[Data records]
┄┄┄┄┄┄

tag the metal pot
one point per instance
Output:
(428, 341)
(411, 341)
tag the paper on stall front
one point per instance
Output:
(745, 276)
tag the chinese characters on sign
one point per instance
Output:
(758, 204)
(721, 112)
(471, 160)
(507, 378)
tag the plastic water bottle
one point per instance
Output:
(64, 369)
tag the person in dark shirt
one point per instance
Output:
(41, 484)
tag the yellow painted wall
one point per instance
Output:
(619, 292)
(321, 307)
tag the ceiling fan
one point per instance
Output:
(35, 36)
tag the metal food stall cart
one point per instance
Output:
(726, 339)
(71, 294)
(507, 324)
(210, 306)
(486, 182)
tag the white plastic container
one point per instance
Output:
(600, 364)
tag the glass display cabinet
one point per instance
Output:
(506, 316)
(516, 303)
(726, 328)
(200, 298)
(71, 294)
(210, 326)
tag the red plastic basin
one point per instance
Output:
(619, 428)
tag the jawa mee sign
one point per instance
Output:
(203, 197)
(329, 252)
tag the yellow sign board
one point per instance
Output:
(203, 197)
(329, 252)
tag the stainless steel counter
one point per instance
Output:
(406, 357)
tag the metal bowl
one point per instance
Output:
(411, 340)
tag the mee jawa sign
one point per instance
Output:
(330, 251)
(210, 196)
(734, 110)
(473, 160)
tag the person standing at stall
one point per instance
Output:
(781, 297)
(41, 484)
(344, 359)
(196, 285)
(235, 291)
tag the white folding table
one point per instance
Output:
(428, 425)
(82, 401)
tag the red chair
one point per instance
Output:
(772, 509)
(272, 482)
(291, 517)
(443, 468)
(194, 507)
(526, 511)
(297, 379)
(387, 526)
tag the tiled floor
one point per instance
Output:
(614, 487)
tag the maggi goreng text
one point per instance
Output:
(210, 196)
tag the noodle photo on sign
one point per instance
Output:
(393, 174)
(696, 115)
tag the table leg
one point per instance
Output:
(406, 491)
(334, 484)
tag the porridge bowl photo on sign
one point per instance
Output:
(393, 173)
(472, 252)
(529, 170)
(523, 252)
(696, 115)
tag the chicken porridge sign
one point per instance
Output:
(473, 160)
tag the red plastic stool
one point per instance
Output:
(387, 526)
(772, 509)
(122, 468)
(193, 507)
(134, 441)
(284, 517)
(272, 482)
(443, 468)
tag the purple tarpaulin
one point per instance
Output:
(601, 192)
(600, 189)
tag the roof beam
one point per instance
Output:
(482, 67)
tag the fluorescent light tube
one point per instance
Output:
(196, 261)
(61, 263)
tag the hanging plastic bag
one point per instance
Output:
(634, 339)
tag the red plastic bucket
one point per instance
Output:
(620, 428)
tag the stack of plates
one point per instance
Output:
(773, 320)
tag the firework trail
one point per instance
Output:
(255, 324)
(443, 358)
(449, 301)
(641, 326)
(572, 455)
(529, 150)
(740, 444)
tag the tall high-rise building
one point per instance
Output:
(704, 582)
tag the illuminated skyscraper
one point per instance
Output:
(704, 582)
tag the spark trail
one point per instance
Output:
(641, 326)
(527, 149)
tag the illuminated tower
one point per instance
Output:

┄┄┄┄┄┄

● Task description:
You are asked to transcribe all of the data above exactly.

● Output of the task:
tag the metal pot
one point per instance
Output:
(428, 341)
(411, 341)
tag the paper on stall front
one point per instance
Output:
(745, 276)
tag the chinese characters on sign
one point per instance
Output:
(758, 204)
(721, 112)
(471, 160)
(507, 378)
tag the plastic water bottle
one point per instance
Output:
(64, 369)
tag the person in dark shirt
one point per instance
Output:
(41, 484)
tag the yellow painted wall
one point per instance
Output:
(619, 292)
(321, 307)
tag the ceiling fan
one point per instance
Output:
(35, 36)
tag the metal food stall cart
one point per instance
Output:
(726, 339)
(71, 294)
(507, 324)
(210, 306)
(486, 182)
tag the white plastic container
one point per instance
Output:
(600, 364)
tag the glass display cabinet
one point per instance
Output:
(506, 316)
(516, 303)
(726, 328)
(200, 298)
(71, 294)
(210, 326)
tag the red plastic basin
one point per instance
Output:
(619, 428)
tag the jawa mee sign
one point per instance
Output:
(203, 197)
(329, 252)
tag the yellow sign board
one point per instance
Output:
(203, 197)
(329, 252)
tag the stainless steel counter
one point per instance
Output:
(406, 357)
tag the metal bowl
one point per instance
Output:
(411, 340)
tag the mee jawa sign
one point per instance
Output:
(330, 251)
(210, 196)
(734, 110)
(473, 160)
tag the person standing at stall
one point per instance
Output:
(781, 297)
(41, 484)
(344, 359)
(196, 285)
(235, 291)
tag the white folding table
one point per instance
Output:
(428, 425)
(82, 401)
tag the red chair
one point per instance
Output:
(772, 509)
(272, 482)
(291, 517)
(443, 468)
(194, 507)
(526, 511)
(297, 379)
(387, 526)
tag the tiled floor
one point per instance
Output:
(614, 487)
tag the maggi goreng text
one point per instance
Output:
(210, 196)
tag the noodle photo on sign
one point per instance
Output:
(393, 174)
(696, 115)
tag the table leg
one point per instance
Output:
(406, 491)
(334, 484)
tag the porridge bowl photo on sign
one point per instance
Output:
(393, 173)
(472, 252)
(529, 170)
(523, 252)
(696, 115)
tag the chicken porridge sign
one point per instance
Output:
(473, 160)
tag the red plastic stool
one point per instance
Output:
(387, 526)
(772, 509)
(122, 468)
(193, 507)
(134, 441)
(284, 517)
(272, 482)
(443, 468)
tag the purple tarpaulin
one point per instance
Output:
(601, 192)
(600, 189)
tag the roof beam
one point per instance
Output:
(482, 67)
tag the fluorescent light tube
one point per instance
Output:
(196, 261)
(61, 263)
tag the hanging plastic bag
one point per instance
Output:
(634, 339)
tag the red plastic bucket
one point per instance
Output:
(620, 428)
tag the stack of plates
one point per instance
Output:
(773, 320)
tag the firework trail
one point per instance
Output:
(255, 324)
(443, 358)
(449, 301)
(641, 326)
(572, 455)
(529, 150)
(740, 444)
tag the tall high-rise building
one point per instance
Output:
(704, 582)
tag the illuminated skyscraper
one point per instance
Output:
(704, 582)
tag the spark trail
one point per instance
Output:
(641, 326)
(527, 149)
tag the illuminated tower
one point per instance
Output:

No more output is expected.